Il eut été plus probable qu’il lui était reproché la fuite des éléments de l’OAS qui avaient échappé au bouclage en fuyant par les égouts et par le cimetière vers Saint Eugène (ce qui était à vérifier) [3]. La matinée de ce 24 mars, marquée par les problèmes de commandement occasionnés par l’attitude du commandant BAZIN qui était venu rejoindre ses troupes dans la nuit et qui, ouvertement, s’était montré trop disposé à ne respecter aucun ordre concernant l’étanchéité du bouclage mis en place par les unités non seulement du 5° R.T. mais encore de celles placées en cordon le long du boulevard de Champagne. [3]

Le commandant BAZIN utilisait par le truchement du poste d’entrée de l’hôpital MAILLOT, un contact téléphonique assez fréquent avec les responsables de l’O.A.S. dont le sous-préfet ACHARD.

A 14h30 environ une vive fusillade, déclenchée à mon avis sans rime ni raison, va jeter le trouble et l’effervescence dans le dispositif militaire en partie gagnée par une douce somnolence occasionnée par une nuit sans sommeil. Je puis affirmer qu’en exécution des ordres formels que j’avais donnés, pas un seul coup de feu ne fut tiré par un seul de mes tirailleurs.

Pourtant, sans respect de la discipline de feu, tout le monde par ailleurs s’en donnait à cœur joie pour ajouter au concert des rafales d’armes automatiques.

Le colonel BORREIL que je suis allé voir en son P.C. place DUTERTRE [3], s’est inquiété immédiatement des secours éventuels à porter aux victimes d’un tel déploiement de tirs incontrôlés. Il n’avait à sa disposition qu’un personnel médical réduit à une ambulance et deux infirmiers aux ordres d’un médecin auxiliaire.

■ **MISE EN PRATIQUE**:
(1) Comment rendre en anglais cette phrase du texte extrait : « Le commandant BAZIN utilisait par le truchement du poste d’entrée de l’hôpital MAILLOT, un contact téléphonique assez fréquent avec les responsables de l’O.A.S. dont le sous-préfet ACHARD. » ?
(2) Recopiez, dans le texte extrait, le passage allant de « A 14h30 environ » jusqu'à « d’un médecin auxiliaire. ».
Vous n'aurez pas besoin des items.

■ **JEU DE DONNÉES**:
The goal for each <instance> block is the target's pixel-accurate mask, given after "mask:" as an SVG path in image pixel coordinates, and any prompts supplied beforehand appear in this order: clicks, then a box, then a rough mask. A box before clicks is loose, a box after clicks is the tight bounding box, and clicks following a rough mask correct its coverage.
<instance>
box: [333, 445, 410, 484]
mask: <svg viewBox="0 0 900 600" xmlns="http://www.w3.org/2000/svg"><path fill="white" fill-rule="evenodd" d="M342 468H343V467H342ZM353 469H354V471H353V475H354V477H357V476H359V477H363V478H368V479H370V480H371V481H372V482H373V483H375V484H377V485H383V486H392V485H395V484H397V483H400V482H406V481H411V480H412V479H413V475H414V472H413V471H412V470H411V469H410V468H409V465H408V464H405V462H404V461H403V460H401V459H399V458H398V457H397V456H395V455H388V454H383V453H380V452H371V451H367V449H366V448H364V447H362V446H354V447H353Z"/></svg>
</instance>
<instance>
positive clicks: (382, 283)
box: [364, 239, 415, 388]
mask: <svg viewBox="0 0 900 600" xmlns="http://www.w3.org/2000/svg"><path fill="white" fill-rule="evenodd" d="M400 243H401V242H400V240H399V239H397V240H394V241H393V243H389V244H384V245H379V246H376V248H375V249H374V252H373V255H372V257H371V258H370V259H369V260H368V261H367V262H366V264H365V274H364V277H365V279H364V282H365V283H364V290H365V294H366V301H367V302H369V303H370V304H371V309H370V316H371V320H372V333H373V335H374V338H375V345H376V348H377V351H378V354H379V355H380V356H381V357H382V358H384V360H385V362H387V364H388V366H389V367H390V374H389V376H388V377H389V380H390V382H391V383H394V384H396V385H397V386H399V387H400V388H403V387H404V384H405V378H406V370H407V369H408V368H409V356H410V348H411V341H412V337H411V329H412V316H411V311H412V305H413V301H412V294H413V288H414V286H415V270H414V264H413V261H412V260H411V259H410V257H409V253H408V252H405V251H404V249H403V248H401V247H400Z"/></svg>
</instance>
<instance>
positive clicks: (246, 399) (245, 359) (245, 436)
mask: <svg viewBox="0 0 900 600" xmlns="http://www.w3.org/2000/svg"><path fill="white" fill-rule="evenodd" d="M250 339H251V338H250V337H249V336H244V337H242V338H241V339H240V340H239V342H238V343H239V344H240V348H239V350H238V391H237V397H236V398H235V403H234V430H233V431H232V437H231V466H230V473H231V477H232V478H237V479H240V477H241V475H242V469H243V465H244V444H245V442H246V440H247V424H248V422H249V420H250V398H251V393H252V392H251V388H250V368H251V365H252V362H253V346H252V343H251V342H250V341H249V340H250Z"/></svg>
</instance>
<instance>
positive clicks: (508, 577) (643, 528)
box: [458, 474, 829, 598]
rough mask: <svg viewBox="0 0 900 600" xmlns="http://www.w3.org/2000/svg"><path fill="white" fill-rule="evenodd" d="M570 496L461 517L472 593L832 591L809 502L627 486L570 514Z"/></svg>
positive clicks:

■ **RÉPONSES DANS L'ORDRE**:
(1) Through the entrance post of the MAILLOT hospital, Commander BAZIN kept up fairly frequent telephone contact with the leaders of the O.A.S., among them the sub-prefect ACHARD.

(2)
A 14h30 environ une vive fusillade, déclenchée à mon avis sans rime ni raison, va jeter le trouble et l’effervescence dans le dispositif militaire en partie gagnée par une douce somnolence occasionnée par une nuit sans sommeil. Je puis affirmer qu’en exécution des ordres formels que j’avais donnés, pas un seul coup de feu ne fut tiré par un seul de mes tirailleurs.

Pourtant, sans respect de la discipline de feu, tout le monde par ailleurs s’en donnait à cœur joie pour ajouter au concert des rafales d’armes automatiques.

Le colonel BORREIL que je suis allé voir en son P.C. place DUTERTRE [3], s’est inquiété immédiatement des secours éventuels à porter aux victimes d’un tel déploiement de tirs incontrôlés. Il n’avait à sa disposition qu’un personnel médical réduit à une ambulance et deux infirmiers aux ordres d’un médecin auxiliaire.